EXERCISE INSTRUCTIONS. Copy out everything in the blog post below, from "Wednesday, January 31, 2007" down to "life feels like.", word for word.

PASSAGE TO READ.
Start of Block

Wednesday, January 31, 2007

I Can't Juggle

*Warning - This is mostly just random ranting.*

Have you ever had one of those experiences where you feel like you are standing outside of yourself watching something happen in slow motion. And you should be able to reach out and stop it, but you just can't?

Yeah.

That's what my life feels like.

I have so many things going on, and I'm trying to juggle them all and keep all the balls up in the air. And I feel like I am finally loosing my grip on it all. I feel like I am standing on the side line, watching myself fumble with the balls. I want to stop them from falling, but I just can't. And as of a few days ago, I think every single one of them has gone crashing to the ground.

I keep saying that I feel like someone/something has a hold of each of my arms and legs and are pulling in different directions. I can't keep up with it all and I just want it to stop!

I had two of the worst days ever at work back to back, and I swear I want to crawl under a rock and never go back! Sometimes people are just so unbelievably rude and they act like they own me and my time. Like I don't have a life outside of the office and I should be at their beck and call every second of every day. Someone came in last Wednesday, without an appointment I might add, and requested that I research something for them. I had a hard time finding the information - which I did on my own time FROM HOME, and when I called her on Monday morning she had the nerve to say, "I wondered if you were ever going to call me." ARGH! And I wish I could say that was the worst of it, but it doesn't even come close!

End of Block

GIVEN RECORDS.

Start of Block

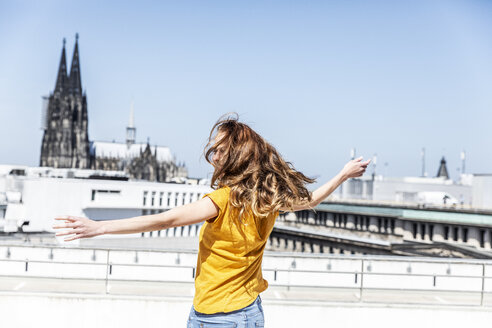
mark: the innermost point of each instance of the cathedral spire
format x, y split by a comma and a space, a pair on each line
443, 171
61, 79
130, 129
75, 80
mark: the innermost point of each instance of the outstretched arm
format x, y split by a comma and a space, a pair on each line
196, 212
354, 168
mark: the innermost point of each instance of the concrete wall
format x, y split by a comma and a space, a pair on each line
83, 311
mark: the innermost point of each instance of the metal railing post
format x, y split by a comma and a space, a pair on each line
483, 284
107, 273
361, 281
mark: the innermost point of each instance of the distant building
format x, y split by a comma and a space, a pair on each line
472, 190
66, 142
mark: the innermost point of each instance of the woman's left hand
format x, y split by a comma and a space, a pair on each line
80, 227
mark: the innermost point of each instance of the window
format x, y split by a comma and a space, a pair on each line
145, 198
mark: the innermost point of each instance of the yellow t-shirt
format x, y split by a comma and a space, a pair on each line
228, 273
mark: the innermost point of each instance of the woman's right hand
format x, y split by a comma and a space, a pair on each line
355, 168
80, 227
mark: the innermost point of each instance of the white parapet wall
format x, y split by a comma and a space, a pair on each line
20, 310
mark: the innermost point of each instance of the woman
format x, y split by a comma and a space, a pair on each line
252, 185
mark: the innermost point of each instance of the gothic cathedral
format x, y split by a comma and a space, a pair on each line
65, 140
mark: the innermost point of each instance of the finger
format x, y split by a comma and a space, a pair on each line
67, 226
67, 218
72, 238
64, 233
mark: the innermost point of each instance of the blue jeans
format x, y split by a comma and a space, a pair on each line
250, 316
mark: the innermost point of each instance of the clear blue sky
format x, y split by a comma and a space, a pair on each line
315, 78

End of Block

SOLUTION FOR THIS TASK.
Wednesday, January 31, 2007

I Can't Juggle

*Warning - This is mostly just random ranting.*

Have you ever had one of those experiences where you feel like you are standing outside of yourself watching something happen in slow motion. And you should be able to reach out and stop it, but you just can't?

Yeah.

That's what my life feels like.